Text extract »
_ _ _ _ _

Features#
The phylomodels.features
module contains the definition of the
features
class, as well
as internal methods and functions used by this class. The features
class is an
interface for the definition, computation, and general analyses of features. We
may also refer to features as summary statistics.
The ultimate goal of the features
module is to provide a standard interface
that enables easy and streamlined definition, addition, deletion, and overall
management of individual features. When using this module, the addition of a new
feature in a given Python script should take at most 1 additional line of code.
Coding and integration of new features could be also made in a few minutes.
For example, the basic usage of this module within a Python program should look as follows:
x = readTimeSeries() # One or more time series to be analyzed
f = features(x) # Instantiation of features object
f.compute() # Compute features
y, s = f.get() # Extract features and statistics as a Pandas DataFrame
Computation of features can be enabled/disabled either by groups or individually:
f.disableFeature(group="all") # Disable computation of all available
# features
f.enableFeature(name="series_sum") # Enable computation of the feature called
# series_sum
f.compute() # Only series_sum is computed
File structure#
- features.py
Definition of features class
- inventory.py
Methods and auxiliary functions for management of features.
- testFeatures.py
Test script.
- ./graphs
Methods and auxiliary functions for features that are obtained from graphs.
- ./series`
Methods and auxiliary functions for features that are obtained from time series.
- ./statistics
Methods and auxiliary functions for computing statistics on computed features.

_ _ _ _ _

Dataset rows »

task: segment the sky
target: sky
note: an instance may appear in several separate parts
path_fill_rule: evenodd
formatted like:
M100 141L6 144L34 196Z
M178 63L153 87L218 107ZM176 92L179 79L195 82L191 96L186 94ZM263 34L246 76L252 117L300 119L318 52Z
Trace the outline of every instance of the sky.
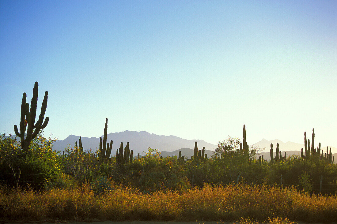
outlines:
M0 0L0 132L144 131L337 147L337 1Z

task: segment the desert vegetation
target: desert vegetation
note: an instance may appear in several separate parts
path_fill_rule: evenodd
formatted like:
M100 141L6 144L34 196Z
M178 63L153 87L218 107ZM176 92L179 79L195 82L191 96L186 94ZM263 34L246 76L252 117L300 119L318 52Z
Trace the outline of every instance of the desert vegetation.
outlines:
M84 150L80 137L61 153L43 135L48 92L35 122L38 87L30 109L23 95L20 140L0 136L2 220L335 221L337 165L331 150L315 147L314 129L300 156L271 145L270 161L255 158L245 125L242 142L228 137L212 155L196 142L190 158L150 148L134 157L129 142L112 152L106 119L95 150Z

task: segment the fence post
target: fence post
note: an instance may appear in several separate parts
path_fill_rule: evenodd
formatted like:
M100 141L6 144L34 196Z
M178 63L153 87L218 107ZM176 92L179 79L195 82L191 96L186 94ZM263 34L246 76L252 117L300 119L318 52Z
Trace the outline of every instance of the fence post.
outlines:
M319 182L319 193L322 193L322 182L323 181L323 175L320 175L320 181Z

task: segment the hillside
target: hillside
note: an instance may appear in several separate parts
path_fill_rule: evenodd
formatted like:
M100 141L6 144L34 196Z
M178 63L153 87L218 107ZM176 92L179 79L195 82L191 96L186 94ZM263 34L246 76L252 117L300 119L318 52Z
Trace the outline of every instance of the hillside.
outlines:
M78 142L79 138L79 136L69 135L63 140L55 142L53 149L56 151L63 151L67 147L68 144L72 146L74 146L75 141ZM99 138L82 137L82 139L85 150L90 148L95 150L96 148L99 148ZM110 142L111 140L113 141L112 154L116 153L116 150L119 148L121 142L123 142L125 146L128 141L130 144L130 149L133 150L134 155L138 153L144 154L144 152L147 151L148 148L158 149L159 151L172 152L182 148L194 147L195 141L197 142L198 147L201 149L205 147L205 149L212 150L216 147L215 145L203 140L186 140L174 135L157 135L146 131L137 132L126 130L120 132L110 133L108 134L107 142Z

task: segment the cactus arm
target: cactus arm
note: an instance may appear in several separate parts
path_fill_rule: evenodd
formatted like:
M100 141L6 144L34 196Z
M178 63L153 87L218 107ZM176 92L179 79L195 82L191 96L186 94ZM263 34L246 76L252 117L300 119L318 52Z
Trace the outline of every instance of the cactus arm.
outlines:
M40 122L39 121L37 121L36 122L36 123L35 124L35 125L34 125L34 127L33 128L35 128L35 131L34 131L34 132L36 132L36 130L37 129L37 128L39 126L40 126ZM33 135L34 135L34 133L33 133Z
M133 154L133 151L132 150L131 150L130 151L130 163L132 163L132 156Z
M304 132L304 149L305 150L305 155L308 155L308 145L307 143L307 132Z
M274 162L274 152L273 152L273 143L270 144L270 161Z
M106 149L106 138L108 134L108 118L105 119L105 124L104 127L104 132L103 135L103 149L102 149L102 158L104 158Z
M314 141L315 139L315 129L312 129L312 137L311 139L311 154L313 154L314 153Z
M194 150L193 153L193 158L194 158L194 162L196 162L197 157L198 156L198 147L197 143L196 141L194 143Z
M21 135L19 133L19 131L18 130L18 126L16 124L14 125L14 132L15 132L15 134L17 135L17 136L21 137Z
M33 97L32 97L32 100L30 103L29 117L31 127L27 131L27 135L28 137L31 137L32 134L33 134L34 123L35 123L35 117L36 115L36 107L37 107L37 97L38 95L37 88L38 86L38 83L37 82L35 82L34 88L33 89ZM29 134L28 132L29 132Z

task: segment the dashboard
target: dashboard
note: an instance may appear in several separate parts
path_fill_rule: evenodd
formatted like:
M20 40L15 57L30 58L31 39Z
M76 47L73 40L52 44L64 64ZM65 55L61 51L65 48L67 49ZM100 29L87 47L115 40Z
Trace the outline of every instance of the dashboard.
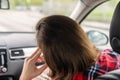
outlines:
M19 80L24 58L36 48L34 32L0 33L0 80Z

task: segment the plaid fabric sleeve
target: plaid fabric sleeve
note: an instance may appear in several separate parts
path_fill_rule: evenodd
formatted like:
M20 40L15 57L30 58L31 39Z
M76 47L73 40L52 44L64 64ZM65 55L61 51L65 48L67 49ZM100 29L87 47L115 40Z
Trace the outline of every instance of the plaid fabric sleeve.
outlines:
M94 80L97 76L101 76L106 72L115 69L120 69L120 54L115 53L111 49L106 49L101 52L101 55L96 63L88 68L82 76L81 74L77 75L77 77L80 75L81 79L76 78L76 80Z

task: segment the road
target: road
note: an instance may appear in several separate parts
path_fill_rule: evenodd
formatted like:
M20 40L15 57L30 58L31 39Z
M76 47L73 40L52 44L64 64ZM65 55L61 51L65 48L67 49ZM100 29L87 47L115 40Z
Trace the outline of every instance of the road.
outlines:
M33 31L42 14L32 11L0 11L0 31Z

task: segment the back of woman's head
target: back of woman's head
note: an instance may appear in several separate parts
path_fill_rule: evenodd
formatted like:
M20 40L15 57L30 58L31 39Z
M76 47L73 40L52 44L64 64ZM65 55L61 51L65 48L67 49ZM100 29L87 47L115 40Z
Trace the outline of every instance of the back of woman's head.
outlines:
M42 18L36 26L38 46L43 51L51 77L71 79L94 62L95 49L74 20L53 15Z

_ _ _ _ _

Given task 1 »
Answer these questions using the features module documentation:
(a) By what other name may features also be called?
(b) At most how many additional lines of code should adding a new feature in a given Python script take?
(c) Which file is described as the test script?
Given task 2 »
Rewrite more briefly the paragraph of the features module documentation that begins "The phylomodels.features module contains", keeping its main facts.

Exercise answer 1 »
(a) Summary statistics.
(b) One line.
(c) testFeatures.py.

Exercise answer 2 »
The phylomodels.features module defines the features class and the internal methods and functions that this class uses. The features class is an interface for defining, computing, and generally analyzing features, which may also be called summary statistics.